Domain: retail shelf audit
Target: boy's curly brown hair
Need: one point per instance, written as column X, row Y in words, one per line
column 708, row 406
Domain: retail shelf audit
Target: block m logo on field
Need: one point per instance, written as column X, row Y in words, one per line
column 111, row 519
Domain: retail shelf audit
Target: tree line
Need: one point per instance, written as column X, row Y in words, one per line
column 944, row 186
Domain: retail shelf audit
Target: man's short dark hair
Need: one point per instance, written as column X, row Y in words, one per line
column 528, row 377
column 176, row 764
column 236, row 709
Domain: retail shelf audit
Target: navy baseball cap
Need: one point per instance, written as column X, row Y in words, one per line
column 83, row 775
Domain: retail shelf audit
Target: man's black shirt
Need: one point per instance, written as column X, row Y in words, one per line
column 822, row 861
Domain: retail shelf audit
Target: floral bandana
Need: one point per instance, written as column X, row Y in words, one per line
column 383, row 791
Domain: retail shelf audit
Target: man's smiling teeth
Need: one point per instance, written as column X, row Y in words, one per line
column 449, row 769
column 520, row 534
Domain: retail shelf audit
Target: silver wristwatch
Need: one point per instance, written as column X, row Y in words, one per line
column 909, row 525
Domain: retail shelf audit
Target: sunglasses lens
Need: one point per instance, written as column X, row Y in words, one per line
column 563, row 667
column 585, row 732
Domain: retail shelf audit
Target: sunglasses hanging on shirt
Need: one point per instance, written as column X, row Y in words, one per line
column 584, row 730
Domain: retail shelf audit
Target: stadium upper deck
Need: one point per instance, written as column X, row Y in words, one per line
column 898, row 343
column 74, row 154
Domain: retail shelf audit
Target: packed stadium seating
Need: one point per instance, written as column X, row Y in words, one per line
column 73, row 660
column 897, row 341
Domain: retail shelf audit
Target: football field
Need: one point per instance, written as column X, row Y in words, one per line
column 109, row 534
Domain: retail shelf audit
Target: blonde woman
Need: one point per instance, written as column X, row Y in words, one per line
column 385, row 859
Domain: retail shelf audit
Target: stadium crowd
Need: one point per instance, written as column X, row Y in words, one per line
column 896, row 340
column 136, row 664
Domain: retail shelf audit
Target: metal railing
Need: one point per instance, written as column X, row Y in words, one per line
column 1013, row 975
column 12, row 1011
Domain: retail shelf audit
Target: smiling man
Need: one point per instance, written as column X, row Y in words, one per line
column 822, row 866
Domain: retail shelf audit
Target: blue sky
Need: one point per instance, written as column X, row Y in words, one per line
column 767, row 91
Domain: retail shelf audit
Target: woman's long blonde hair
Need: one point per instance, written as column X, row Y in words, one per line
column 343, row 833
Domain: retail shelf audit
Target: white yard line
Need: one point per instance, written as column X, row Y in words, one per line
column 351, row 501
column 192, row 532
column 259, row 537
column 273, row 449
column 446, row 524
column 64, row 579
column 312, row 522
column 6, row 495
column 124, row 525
*-*-*
[WHAT THE TASK ASKS]
Rewrite all the lines above as a CSV with two columns, text and answer, one row per line. Put each line's text and its answer in one quoted field each, with line breaks replaced by spaces.

[CORRECT RESPONSE]
text,answer
"Domain: retail shelf audit Target: boy's curly brown hair Need: one point per instance, written as column X, row Y in words, one per line","column 708, row 406"
"Domain: retail shelf audit Target: block m logo on field Need: one point per instance, written as column X, row Y in words, one per line","column 111, row 519"
"Domain: retail shelf audit Target: tree line Need: one point per instance, written as column X, row Y in words, one per line","column 944, row 186"
"Domain: retail shelf audit Target: man's short dark hair Need: one point per instance, written as column X, row Y in words, one per line","column 528, row 377 column 176, row 764 column 236, row 709"
"Domain: retail shelf audit Target: navy baseball cap Need: one point per instance, written as column X, row Y in words, one per line","column 83, row 775"
"Domain: retail shelf audit Target: man's black shirt Need: one point per instance, written as column X, row Y in words, one per line","column 822, row 861"
"Domain: retail shelf audit Target: floral bandana Need: one point per instance, written as column X, row Y in words, one per line","column 383, row 791"
"Domain: retail shelf audit Target: man's smiling teeth Need: one point per instance, written as column X, row Y in words, one per line","column 449, row 769 column 520, row 534"
"Domain: retail shelf audit Target: silver wristwatch Need: one point per instance, written as column X, row Y in words, one per line","column 909, row 525"
"Domain: retail shelf audit Target: sunglasses lens Need: one point per instance, written as column X, row Y in words, one per line","column 563, row 667 column 585, row 732"
"Domain: retail shelf audit Target: sunglasses hanging on shirt Need: one point per instance, written as column X, row Y in words, one per line","column 584, row 730"
"Domain: retail shelf audit Target: stadium upper deck Need: one point per instance, written as column X, row Y in words, one per line","column 898, row 343 column 74, row 154"
"Domain: retail shelf audit Target: packed stadium seating Need: one point per instance, written as column X, row Y in words, one per line","column 73, row 660 column 897, row 341"
"Domain: retail shelf audit Target: football field Need: one point per instance, written as column X, row Y in words, one per line","column 109, row 534"
"Domain: retail shelf audit Target: blonde woman Need: one point per instance, written as column X, row Y in words, one per line","column 385, row 859"
"Domain: retail shelf audit Target: stadium crowd Need: one point per instance, written as column X, row Y in words, one per line","column 896, row 340 column 136, row 664"
"Domain: retail shelf audit Target: metal railing Need: one point per instance, written as column X, row Y in words, one per line","column 1013, row 975 column 12, row 1011"
"Domain: retail shelf audit Target: smiling man Need: one point per instance, written as column X, row Y in words, one per line","column 822, row 866"
"Domain: retail shelf audit Target: blue sky Need: one point per instance, written as column X, row Y in words, one per line","column 767, row 91"
"Domain: retail shelf audit Target: woman's long blonde hair Need: one point per instance, written as column X, row Y in words, one per line","column 343, row 833"
"Domain: retail shelf audit Target: white yard line Need: one point per instance, written as column X, row Y in words, one per line","column 351, row 501 column 192, row 532 column 259, row 537 column 273, row 449 column 446, row 524 column 64, row 579 column 312, row 522 column 6, row 495 column 124, row 525"